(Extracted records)
>> begin
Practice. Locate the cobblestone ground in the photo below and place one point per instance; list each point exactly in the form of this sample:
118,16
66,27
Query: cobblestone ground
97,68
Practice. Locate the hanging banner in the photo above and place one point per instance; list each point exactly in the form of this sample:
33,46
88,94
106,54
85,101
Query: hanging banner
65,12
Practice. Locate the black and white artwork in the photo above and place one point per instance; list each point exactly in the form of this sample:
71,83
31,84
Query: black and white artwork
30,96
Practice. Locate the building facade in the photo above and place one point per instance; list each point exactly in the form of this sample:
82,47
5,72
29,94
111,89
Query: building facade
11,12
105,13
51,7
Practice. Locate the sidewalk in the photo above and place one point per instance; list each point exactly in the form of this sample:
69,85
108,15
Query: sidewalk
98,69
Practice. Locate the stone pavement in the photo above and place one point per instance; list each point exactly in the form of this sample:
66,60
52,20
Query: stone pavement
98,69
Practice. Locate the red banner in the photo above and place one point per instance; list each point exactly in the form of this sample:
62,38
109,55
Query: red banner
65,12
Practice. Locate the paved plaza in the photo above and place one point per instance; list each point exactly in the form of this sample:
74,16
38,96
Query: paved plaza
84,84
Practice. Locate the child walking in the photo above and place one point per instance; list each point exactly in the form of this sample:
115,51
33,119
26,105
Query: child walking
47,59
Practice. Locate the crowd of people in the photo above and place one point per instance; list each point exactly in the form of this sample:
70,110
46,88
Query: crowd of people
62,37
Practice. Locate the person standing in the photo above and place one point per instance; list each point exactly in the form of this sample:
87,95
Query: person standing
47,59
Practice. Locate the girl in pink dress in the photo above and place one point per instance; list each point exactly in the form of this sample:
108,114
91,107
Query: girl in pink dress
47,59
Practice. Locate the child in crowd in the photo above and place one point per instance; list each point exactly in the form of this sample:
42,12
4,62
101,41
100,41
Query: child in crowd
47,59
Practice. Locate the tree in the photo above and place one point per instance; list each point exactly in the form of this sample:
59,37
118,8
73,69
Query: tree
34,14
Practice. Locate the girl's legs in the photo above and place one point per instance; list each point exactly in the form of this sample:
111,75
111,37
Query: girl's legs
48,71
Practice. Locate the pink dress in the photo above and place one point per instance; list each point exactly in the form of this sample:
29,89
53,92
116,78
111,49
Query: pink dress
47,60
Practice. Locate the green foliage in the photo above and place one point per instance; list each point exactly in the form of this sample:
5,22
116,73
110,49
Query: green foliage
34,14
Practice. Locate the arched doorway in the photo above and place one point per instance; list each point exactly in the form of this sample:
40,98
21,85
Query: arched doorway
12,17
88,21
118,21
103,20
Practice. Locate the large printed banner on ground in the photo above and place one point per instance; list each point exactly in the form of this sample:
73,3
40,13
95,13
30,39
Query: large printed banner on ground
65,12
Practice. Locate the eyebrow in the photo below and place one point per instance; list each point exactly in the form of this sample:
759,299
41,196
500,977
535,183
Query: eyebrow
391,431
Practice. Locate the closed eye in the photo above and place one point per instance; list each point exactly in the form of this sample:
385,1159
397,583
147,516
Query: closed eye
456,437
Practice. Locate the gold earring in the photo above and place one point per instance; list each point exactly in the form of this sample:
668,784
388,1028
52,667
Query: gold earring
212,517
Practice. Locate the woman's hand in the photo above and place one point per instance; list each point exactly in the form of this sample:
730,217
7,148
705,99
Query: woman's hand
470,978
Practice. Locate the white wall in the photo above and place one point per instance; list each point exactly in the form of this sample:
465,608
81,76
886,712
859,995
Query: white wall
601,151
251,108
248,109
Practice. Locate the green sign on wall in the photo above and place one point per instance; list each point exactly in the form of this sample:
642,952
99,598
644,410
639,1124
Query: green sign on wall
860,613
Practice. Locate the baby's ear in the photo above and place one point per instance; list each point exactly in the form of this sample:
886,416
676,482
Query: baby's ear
>> end
Rewrite the listing above as a Markdown table with two columns, "No." and "Text". Give each line its own row, with the row's sequence number under "No.", and leave out blank lines.

| No. | Text |
|---|---|
| 1 | Practice. Locate the cobblestone ground in the photo below and place one point per instance; list each point exactly in the form of this sample: |
| 2 | 118,16 |
| 3 | 66,27 |
| 4 | Query: cobblestone ground |
| 5 | 97,68 |
| 6 | Practice. Locate the hanging banner in the photo above and place one point per instance; list each point exactly in the form of this sample: |
| 7 | 33,46 |
| 8 | 88,94 |
| 9 | 106,54 |
| 10 | 85,101 |
| 11 | Query: hanging banner |
| 12 | 65,12 |
| 13 | Practice. Locate the black and white artwork in the photo above and place one point per instance; list each point exactly in the form of this sample: |
| 14 | 71,83 |
| 15 | 31,84 |
| 16 | Query: black and white artwork |
| 17 | 30,96 |
| 18 | Practice. Locate the building facade in the photo above and place one point per instance; list each point exactly in the form of this sample: |
| 19 | 82,47 |
| 20 | 5,72 |
| 21 | 29,94 |
| 22 | 111,89 |
| 23 | Query: building facade |
| 24 | 11,12 |
| 25 | 105,13 |
| 26 | 51,7 |
| 27 | Practice. Locate the sidewalk in the photo above and place one point per instance; list each point exactly in the form of this sample: |
| 28 | 69,85 |
| 29 | 108,15 |
| 30 | Query: sidewalk |
| 31 | 98,69 |
| 32 | Practice. Locate the stone pavement in the photo above and place one point per instance; list each point exactly in the form of this sample: |
| 33 | 66,60 |
| 34 | 52,20 |
| 35 | Query: stone pavement |
| 36 | 98,69 |
| 37 | Practice. Locate the red banner in the photo above and place one point per instance; list each point exactly in the form of this sample: |
| 38 | 62,38 |
| 39 | 109,55 |
| 40 | Query: red banner |
| 41 | 65,12 |
| 42 | Practice. Locate the paved plaza in the photo above and place one point per instance; list each point exactly in the form of this sample: |
| 43 | 74,16 |
| 44 | 38,96 |
| 45 | Query: paved plaza |
| 46 | 84,84 |
| 47 | Practice. Locate the child walking in the photo above and place one point per instance; list each point exactly in the form of this sample: |
| 48 | 115,51 |
| 49 | 33,119 |
| 50 | 26,105 |
| 51 | Query: child walking |
| 52 | 47,59 |
| 53 | Practice. Locate the crowd of people in the photo above and place one point per instance; list each point exactly in the form of this sample: |
| 54 | 70,110 |
| 55 | 46,88 |
| 56 | Query: crowd of people |
| 57 | 62,37 |
| 58 | Practice. Locate the person standing in the photo above and place one point per instance; list each point exactly in the form of this sample: |
| 59 | 87,95 |
| 60 | Query: person standing |
| 61 | 47,59 |
| 62 | Practice. Locate the girl in pink dress in the photo above and place one point per instance; list each point exactly in the form of this sample: |
| 63 | 108,114 |
| 64 | 91,107 |
| 65 | Query: girl in pink dress |
| 66 | 47,59 |
| 67 | Practice. Locate the child in crowd in the photo above and place one point per instance; list each point exactly in the form of this sample: |
| 68 | 42,12 |
| 69 | 4,62 |
| 70 | 101,41 |
| 71 | 100,41 |
| 72 | Query: child in crowd |
| 73 | 47,59 |
| 74 | Practice. Locate the tree in the photo above and place one point per instance; list each point exactly in the form of this sample: |
| 75 | 59,37 |
| 76 | 118,8 |
| 77 | 73,69 |
| 78 | Query: tree |
| 79 | 34,14 |
| 80 | Practice. Locate the girl's legs in the photo above and place one point per instance; list each point exactly in the form of this sample: |
| 81 | 111,75 |
| 82 | 111,37 |
| 83 | Query: girl's legs |
| 84 | 48,71 |
| 85 | Practice. Locate the pink dress in the photo above and place one point per instance; list each point exactly in the form of this sample: |
| 86 | 29,89 |
| 87 | 53,92 |
| 88 | 116,78 |
| 89 | 111,49 |
| 90 | Query: pink dress |
| 91 | 47,60 |
| 92 | Practice. Locate the green foliage in the photo above and place one point per instance; list each point exactly in the form of this sample: |
| 93 | 5,22 |
| 94 | 116,73 |
| 95 | 110,49 |
| 96 | Query: green foliage |
| 97 | 34,14 |
| 98 | Practice. Locate the arched doorway in the photo above and place one point per instance; list each point exactly in the form of this sample: |
| 99 | 40,98 |
| 100 | 21,85 |
| 101 | Query: arched doorway |
| 102 | 12,17 |
| 103 | 88,21 |
| 104 | 118,21 |
| 105 | 103,20 |
| 106 | Practice. Locate the large printed banner on ground in the photo above and place one point per instance; list each point exactly in the form of this sample: |
| 107 | 73,3 |
| 108 | 40,13 |
| 109 | 95,13 |
| 110 | 30,39 |
| 111 | Query: large printed banner on ground |
| 112 | 65,12 |
| 113 | Practice. Locate the eyebrow in the photo below and place one point per instance; list each point exactly in the form of this sample: |
| 114 | 759,299 |
| 115 | 41,196 |
| 116 | 500,977 |
| 117 | 535,183 |
| 118 | Query: eyebrow |
| 119 | 391,431 |
| 120 | Practice. Locate the closed eye in the photo above and place one point per instance; list each point exactly in the form of this sample: |
| 121 | 385,1159 |
| 122 | 397,583 |
| 123 | 147,516 |
| 124 | Query: closed eye |
| 125 | 456,437 |
| 126 | Practice. Locate the gold earring in the photo above and place one point per instance; list each point exactly in the form of this sample: |
| 127 | 668,784 |
| 128 | 388,1028 |
| 129 | 52,667 |
| 130 | Query: gold earring |
| 131 | 212,517 |
| 132 | Practice. Locate the woman's hand in the photo above and place one point per instance; list each point exactly in the form of this sample: |
| 133 | 730,217 |
| 134 | 7,148 |
| 135 | 705,99 |
| 136 | Query: woman's hand |
| 137 | 470,978 |
| 138 | Practice. Locate the white wall in the photo above and place one point per instance; list each point exactly in the form of this sample: |
| 139 | 465,608 |
| 140 | 81,76 |
| 141 | 886,712 |
| 142 | 859,995 |
| 143 | Query: white wall |
| 144 | 601,151 |
| 145 | 251,108 |
| 146 | 248,109 |
| 147 | Practice. Locate the green sign on wall in the photo above and place one point per instance; list each point exactly in the form of this sample: |
| 148 | 642,952 |
| 149 | 99,598 |
| 150 | 644,410 |
| 151 | 639,1124 |
| 152 | Query: green sign on wall |
| 153 | 860,613 |
| 154 | Practice. Locate the baby's ear in the photo above and place one point per instance; list each point exactly in the form of this sample: |
| 155 | 886,416 |
| 156 | 676,482 |
| 157 | Query: baby's ear |